• _Actions demandées_:
(a) Relevez toutes les personnes nommées dans l'article sur l'évaluation des lycées, s'il vous plaît.
(b) Rédigez la suite de l'article sur l'évaluation des lycées, à partir de sa dernière phrase.

Un lycée. - Un lycée. - AFP – Céline Mihalachi

Jean-Michel Blanquer l'a réaffirmé lundi sur notre antenne: une évaluation des lycées aura bien lieu et elle sera rendue publique. Une mesure permettant selon le ministre de favoriser "la mixité sociale". Mais certains enseignants craignent l'effet inverse.

Jusqu'où la transparence doit-elle aller? Invité ce lundi matin sur notre antenne, Jean-Michel Blanquer a précisé que l'évaluation promise des lycées serait bien mise en place et, de surcroît, rendue publique. Le ministre de l'Education nationale a précisé dans quel esprit serait organisée cette nouvelle procédure: "Il n'y a rien à perdre avec cette évaluation, personne ne perdra rien, le but n'est pas de sanctionner".

"Le but est d'avoir des effets de levier. Vous évaluez un établissement, vous voyez dans quel état il est. Avec l'établissement, vous fixez des objectifs, vous faites en sorte que dans quatre ou cinq ans, il ait résolu ses problèmes, qu'il ait progressé. Et vous évaluez les progrès réalisés", a expliqué le ministre.

Actuellement, les établissements du second degré font déjà l'objet d'une forme de classement en fonction du "taux de réussite". Pour les lycées, la réussite au baccalauréat, le nombre de mentions obtenues selon la filière est un indicateur essentiel. Comme nous l'explique Samuel Cywie, de la Fédération des parents d'élèves de l'enseignement public (Peep), "le problème des évaluations qui existent, réalisées par L'Express et Le Figaro, se focalisent sur les résultats au bac".

• _Données fournies_:

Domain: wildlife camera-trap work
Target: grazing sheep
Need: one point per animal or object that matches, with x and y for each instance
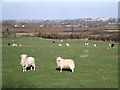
(65, 63)
(27, 62)
(67, 44)
(20, 45)
(87, 44)
(14, 44)
(53, 41)
(61, 40)
(8, 44)
(110, 45)
(60, 45)
(94, 45)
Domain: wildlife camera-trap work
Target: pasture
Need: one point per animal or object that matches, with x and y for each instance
(96, 67)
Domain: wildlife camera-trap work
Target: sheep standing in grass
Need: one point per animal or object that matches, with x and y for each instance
(94, 45)
(14, 44)
(60, 45)
(67, 44)
(61, 40)
(20, 45)
(27, 62)
(65, 63)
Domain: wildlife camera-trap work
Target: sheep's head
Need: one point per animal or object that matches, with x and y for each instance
(23, 56)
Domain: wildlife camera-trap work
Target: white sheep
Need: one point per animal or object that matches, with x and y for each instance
(14, 44)
(61, 40)
(20, 45)
(60, 45)
(110, 45)
(94, 45)
(67, 44)
(87, 44)
(65, 63)
(27, 62)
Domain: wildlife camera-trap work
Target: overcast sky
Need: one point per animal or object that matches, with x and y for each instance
(60, 0)
(50, 9)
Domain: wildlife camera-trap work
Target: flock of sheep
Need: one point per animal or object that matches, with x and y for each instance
(61, 63)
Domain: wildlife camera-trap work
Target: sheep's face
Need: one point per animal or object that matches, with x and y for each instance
(23, 56)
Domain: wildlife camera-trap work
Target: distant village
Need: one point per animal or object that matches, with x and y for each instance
(105, 29)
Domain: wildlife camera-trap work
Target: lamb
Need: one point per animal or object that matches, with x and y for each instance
(110, 45)
(61, 40)
(87, 44)
(60, 45)
(20, 45)
(27, 62)
(14, 44)
(67, 44)
(94, 45)
(65, 63)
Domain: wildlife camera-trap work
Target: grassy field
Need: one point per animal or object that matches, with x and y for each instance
(96, 67)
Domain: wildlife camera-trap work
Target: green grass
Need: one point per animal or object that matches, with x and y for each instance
(98, 70)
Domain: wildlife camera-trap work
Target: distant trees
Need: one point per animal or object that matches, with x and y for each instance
(8, 34)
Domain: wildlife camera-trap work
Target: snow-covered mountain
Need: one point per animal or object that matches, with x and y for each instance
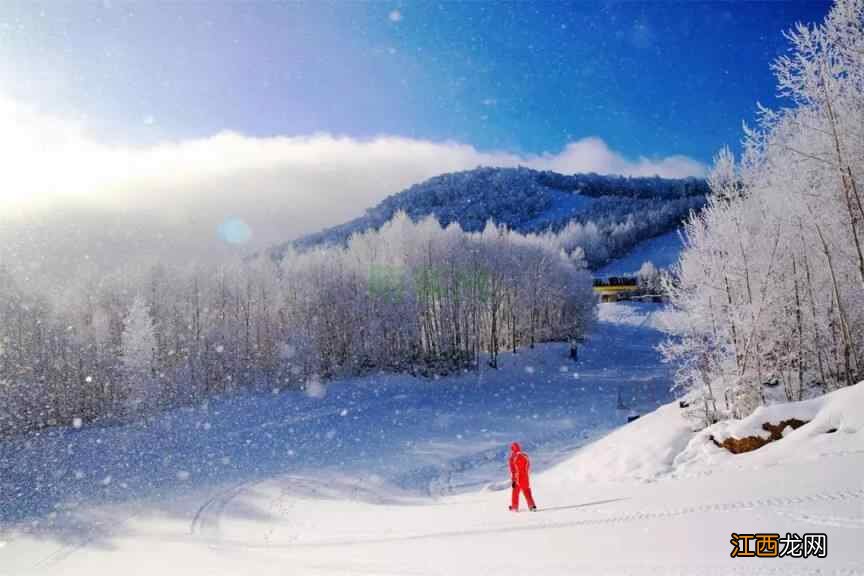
(531, 201)
(394, 475)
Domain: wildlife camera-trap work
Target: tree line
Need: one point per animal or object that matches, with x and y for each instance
(772, 278)
(412, 296)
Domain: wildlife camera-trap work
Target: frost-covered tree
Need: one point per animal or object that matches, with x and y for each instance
(772, 276)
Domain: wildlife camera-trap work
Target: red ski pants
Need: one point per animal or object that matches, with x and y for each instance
(515, 498)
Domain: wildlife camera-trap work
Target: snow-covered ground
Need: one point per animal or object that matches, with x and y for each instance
(392, 475)
(662, 251)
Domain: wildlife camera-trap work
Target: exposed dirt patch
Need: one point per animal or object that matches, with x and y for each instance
(750, 443)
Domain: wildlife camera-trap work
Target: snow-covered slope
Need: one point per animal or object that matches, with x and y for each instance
(652, 497)
(662, 251)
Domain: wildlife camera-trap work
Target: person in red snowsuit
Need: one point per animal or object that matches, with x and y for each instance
(519, 466)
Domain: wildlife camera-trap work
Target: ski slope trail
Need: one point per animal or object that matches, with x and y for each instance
(396, 475)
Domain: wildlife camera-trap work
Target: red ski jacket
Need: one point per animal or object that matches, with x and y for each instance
(519, 466)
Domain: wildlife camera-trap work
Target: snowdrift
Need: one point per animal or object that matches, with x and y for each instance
(665, 443)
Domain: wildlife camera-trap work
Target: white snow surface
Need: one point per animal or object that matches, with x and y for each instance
(663, 251)
(412, 478)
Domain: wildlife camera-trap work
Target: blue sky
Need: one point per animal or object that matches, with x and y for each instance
(650, 80)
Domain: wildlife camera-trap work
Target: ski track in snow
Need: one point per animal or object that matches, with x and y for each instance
(413, 480)
(778, 502)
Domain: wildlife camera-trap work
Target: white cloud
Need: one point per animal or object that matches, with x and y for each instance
(280, 187)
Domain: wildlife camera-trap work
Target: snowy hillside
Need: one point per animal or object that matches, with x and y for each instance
(390, 475)
(662, 251)
(531, 201)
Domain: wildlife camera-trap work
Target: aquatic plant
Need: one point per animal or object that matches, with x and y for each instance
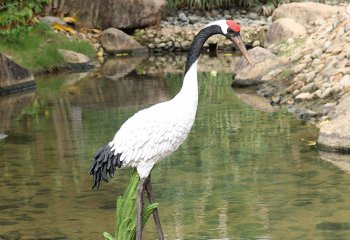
(125, 225)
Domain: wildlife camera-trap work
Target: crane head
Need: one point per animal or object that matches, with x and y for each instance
(231, 30)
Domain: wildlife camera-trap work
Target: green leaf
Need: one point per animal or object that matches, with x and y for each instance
(108, 236)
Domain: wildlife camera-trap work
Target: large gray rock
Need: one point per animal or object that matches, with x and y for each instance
(263, 62)
(305, 12)
(122, 14)
(14, 77)
(284, 28)
(114, 40)
(335, 136)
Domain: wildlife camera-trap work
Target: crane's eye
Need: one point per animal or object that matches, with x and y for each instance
(232, 32)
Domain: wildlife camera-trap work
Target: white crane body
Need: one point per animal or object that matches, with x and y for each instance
(155, 132)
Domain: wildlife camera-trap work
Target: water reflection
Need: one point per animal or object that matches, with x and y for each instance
(10, 108)
(242, 173)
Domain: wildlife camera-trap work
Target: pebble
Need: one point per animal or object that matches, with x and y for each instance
(304, 96)
(290, 40)
(326, 93)
(182, 17)
(299, 68)
(345, 81)
(316, 53)
(327, 46)
(256, 43)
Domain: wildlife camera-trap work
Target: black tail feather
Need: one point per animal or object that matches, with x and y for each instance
(104, 165)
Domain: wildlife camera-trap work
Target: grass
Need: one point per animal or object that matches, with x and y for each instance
(38, 49)
(125, 224)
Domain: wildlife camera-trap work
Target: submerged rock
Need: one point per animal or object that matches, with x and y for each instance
(76, 61)
(14, 77)
(263, 62)
(114, 41)
(284, 29)
(335, 136)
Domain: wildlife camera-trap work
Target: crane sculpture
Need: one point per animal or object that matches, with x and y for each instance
(155, 132)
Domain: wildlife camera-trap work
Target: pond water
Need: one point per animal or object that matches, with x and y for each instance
(242, 173)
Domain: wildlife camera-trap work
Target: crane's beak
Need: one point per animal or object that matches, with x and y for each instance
(237, 41)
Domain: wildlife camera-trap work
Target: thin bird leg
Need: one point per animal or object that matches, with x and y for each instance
(152, 199)
(140, 190)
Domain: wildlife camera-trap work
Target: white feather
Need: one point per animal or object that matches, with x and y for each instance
(155, 132)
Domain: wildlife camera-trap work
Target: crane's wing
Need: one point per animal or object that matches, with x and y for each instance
(142, 140)
(150, 134)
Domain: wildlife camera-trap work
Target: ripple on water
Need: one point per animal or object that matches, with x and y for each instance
(333, 226)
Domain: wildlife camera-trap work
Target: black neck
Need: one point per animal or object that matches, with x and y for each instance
(198, 42)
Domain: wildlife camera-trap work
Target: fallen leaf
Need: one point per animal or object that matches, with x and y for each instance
(311, 143)
(70, 19)
(61, 28)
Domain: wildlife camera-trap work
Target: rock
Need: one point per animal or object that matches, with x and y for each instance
(327, 46)
(283, 29)
(14, 77)
(263, 62)
(335, 136)
(116, 68)
(326, 93)
(308, 88)
(185, 45)
(51, 20)
(304, 96)
(305, 12)
(342, 161)
(345, 81)
(316, 53)
(290, 40)
(307, 114)
(295, 86)
(114, 40)
(298, 68)
(122, 14)
(73, 57)
(76, 61)
(182, 17)
(193, 19)
(256, 43)
(254, 100)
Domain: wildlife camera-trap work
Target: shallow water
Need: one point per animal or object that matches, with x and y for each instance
(241, 174)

• _Réponses par consigne_:
(a) Céline Mihalachi, Jean-Michel Blanquer, Samuel Cywie

(b)
"On aimerait des classements plus dynamiques. La note-sanction actuelle n'a pas grand intérêt, car les classements actuels ne tiennent pas compte du niveau d'origine des élèves et figent la hiérarchie des établissements. Il n'est pas possible de formuler les mêmes attentes envers un lycée de grande banlieue et Henri IV (un prestigieux lycée parisien, NDLR)", continue Samuel Cywie.

Rien ne sert de "casser les thermomètres"

D'après les premières consultations réalisées par la Peep auprès des parents d'élèves, l'accueil de cette nouvelle évaluation à périmètre plus large est plutôt bien perçue. La prise en compte du critère du "climat scolaire", notamment, est jugée intéressante.

Le fait qu'elle soit rendue publique n'est pour Samuel Cywie pas gênant, bien au contraire. "Il y a toujours des fuites", relève-t-il.

Cette évaluation publique ne risque-t-elle pas de renforcer la défiance des parents vis-à-vis de certains établissements? Pour la fédération de parents d'élèves, une "évaluation-sanction risque d'entraîner des effets pervers", notamment celle d'une concurrence accrue entre les établissements. 

Jean-Michel Blanquer rétorque que: "Premièrement, ce n'est pas là le sujet principal, qui est d'aider les établissements à évoluer. Deuxièmement, dans le jugement que les gens se font, ils n'attendent pas qu'il y ait ce genre de choses pour se le formuler dès aujourd'hui. Autrement dit, les fuites dans les établissements, ça existe déjà. Donc ça ne sert à rien de casser les thermomètres pour éviter ce genre de phénomènes. Il est important d'avoir de la lucidité partagée avec les établissements pour ensemble les faire progresser et être en mesure de donner plus à ceux qui ont besoin de plus. On doit pouvoir installer des choses attractives dans les établissements qui sont le plus en difficulté. C'est ce qu'on a fait en rétablissant les classes bilangues, les sections européennes en collège. C'est une stratégie de plus grande mixité sociale car l'objectif, c'est d'attirer toutes les classes sociales."

Moins de mixité sociale?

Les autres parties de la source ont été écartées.